Records contained in a dataset:
▼▼▼

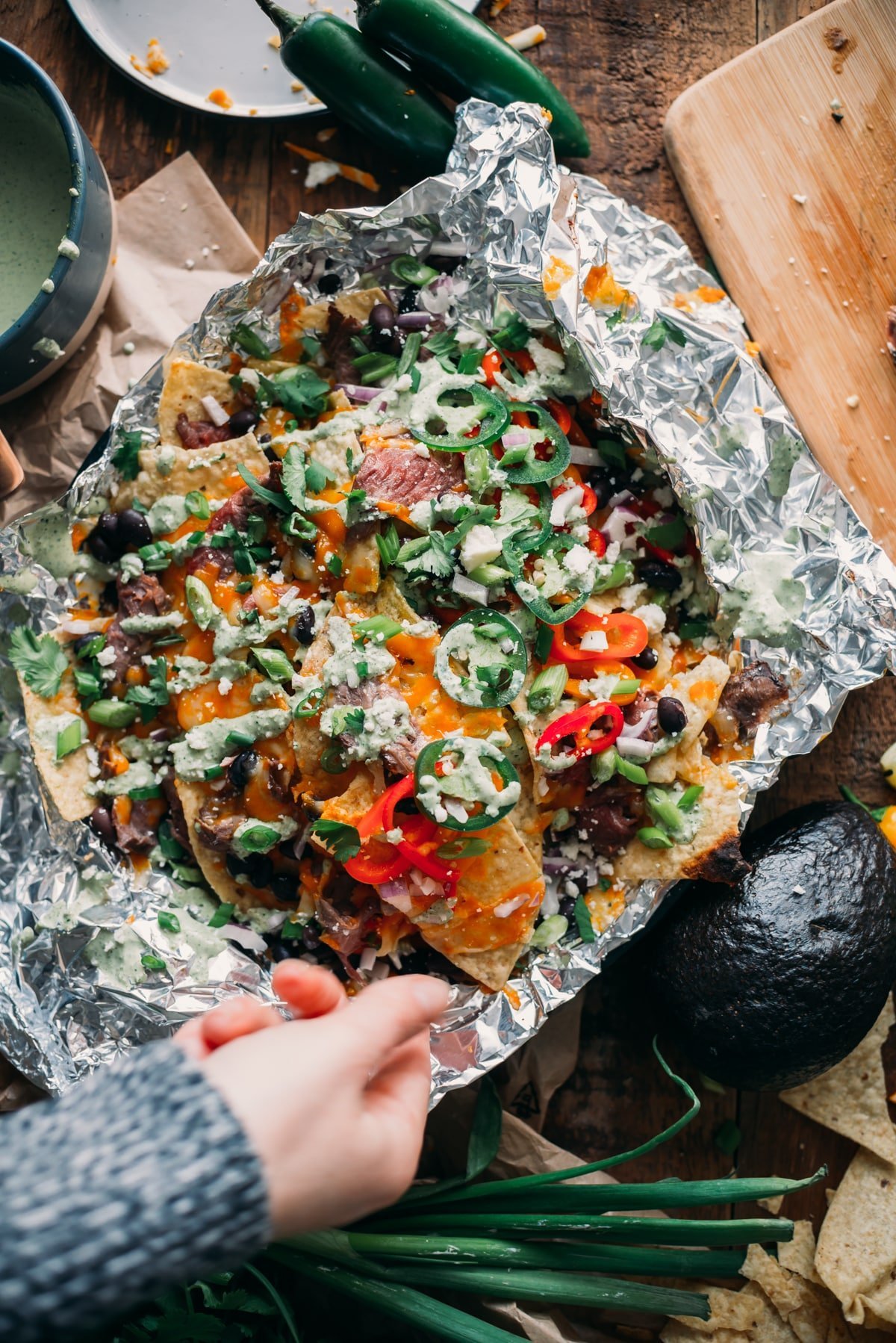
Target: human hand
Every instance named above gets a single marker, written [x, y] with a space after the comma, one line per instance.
[305, 990]
[334, 1104]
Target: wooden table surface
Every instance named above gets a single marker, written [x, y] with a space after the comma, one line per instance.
[621, 62]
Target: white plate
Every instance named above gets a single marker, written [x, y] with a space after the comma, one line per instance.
[210, 45]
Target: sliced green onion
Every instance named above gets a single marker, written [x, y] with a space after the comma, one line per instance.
[548, 688]
[630, 771]
[112, 713]
[69, 739]
[199, 599]
[198, 505]
[655, 838]
[374, 367]
[408, 353]
[388, 545]
[408, 270]
[378, 627]
[274, 664]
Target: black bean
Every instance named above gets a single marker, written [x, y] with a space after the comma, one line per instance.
[659, 575]
[134, 528]
[240, 770]
[104, 542]
[235, 865]
[285, 887]
[102, 825]
[672, 716]
[408, 303]
[260, 869]
[382, 317]
[647, 660]
[302, 627]
[240, 422]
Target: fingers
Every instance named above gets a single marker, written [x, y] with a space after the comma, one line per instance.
[235, 1018]
[308, 990]
[390, 1013]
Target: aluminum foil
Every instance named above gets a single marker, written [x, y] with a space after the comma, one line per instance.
[795, 571]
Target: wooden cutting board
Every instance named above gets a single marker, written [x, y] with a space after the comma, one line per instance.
[798, 211]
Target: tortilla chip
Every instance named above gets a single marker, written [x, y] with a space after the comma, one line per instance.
[852, 1097]
[714, 852]
[358, 305]
[472, 939]
[186, 385]
[193, 469]
[211, 864]
[800, 1255]
[856, 1255]
[697, 691]
[361, 571]
[66, 779]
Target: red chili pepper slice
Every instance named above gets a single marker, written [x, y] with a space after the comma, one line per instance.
[491, 365]
[421, 836]
[626, 637]
[588, 497]
[579, 725]
[597, 543]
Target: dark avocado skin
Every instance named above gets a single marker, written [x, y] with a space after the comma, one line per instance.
[766, 987]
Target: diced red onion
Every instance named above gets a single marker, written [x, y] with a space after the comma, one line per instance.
[358, 394]
[396, 893]
[635, 747]
[585, 456]
[470, 590]
[632, 731]
[215, 412]
[413, 321]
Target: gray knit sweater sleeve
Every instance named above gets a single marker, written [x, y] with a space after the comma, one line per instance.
[136, 1179]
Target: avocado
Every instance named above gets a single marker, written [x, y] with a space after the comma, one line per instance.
[771, 982]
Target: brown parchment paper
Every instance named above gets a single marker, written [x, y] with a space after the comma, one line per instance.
[178, 245]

▲▲▲

Problem to work on:
Copy, character for character, the lines from the line that holds "Target: black bean" through the final line of the records above.

Complete output:
Target: black bean
Every instance named above gets a single marker, written [x, y] with a space after the comma, one line per instance.
[659, 575]
[134, 528]
[240, 770]
[104, 542]
[235, 865]
[285, 887]
[102, 825]
[672, 716]
[408, 303]
[260, 869]
[382, 317]
[647, 660]
[302, 627]
[240, 422]
Target: fingers
Every instance named above gets a single marker, written [x, y] with a space after the comma, one line per instance.
[235, 1018]
[308, 990]
[390, 1013]
Target: aluminum foil
Every instance named above gets a single marker, written [x, y] with a space after the comma, one line per instance.
[795, 571]
Target: wooden cutting board
Every instance named above gets a single marker, written [x, y] with a space after the comma, one line per instance.
[798, 211]
Target: tortilla chip
Every instance named above gets a single marker, written [x, y] with a space after the comma, one line per instance.
[852, 1097]
[714, 852]
[358, 305]
[472, 939]
[186, 385]
[193, 469]
[211, 864]
[800, 1255]
[856, 1255]
[697, 691]
[361, 571]
[66, 779]
Target: red chili pepper slice
Every instance named above gets a single marker, written [x, y] with a space after the comma, one line per instance.
[491, 365]
[421, 836]
[626, 637]
[588, 497]
[579, 725]
[597, 543]
Target: dark avocado skin
Every instance named above gets a single marker, written [x, y] with a space after the comma, one line per instance.
[766, 987]
Target: diced red onion
Every instance named above gets a single marker, written [x, y] with a space after the comma, one line per instance.
[358, 394]
[396, 893]
[635, 747]
[585, 456]
[470, 590]
[632, 731]
[215, 412]
[413, 321]
Target: gray knit sweater sleeve
Every instance named above gets a single marker, written [x, y] with a space after the comma, one line per instance.
[136, 1179]
Target: avocado
Every instance named above gets a single marker, written [x, y] with a space after the comma, one line per instance.
[771, 982]
Target: brown parchment paper
Every instance named above gets a single marker, written [x, y] with a space after the comma, one line per instance.
[178, 245]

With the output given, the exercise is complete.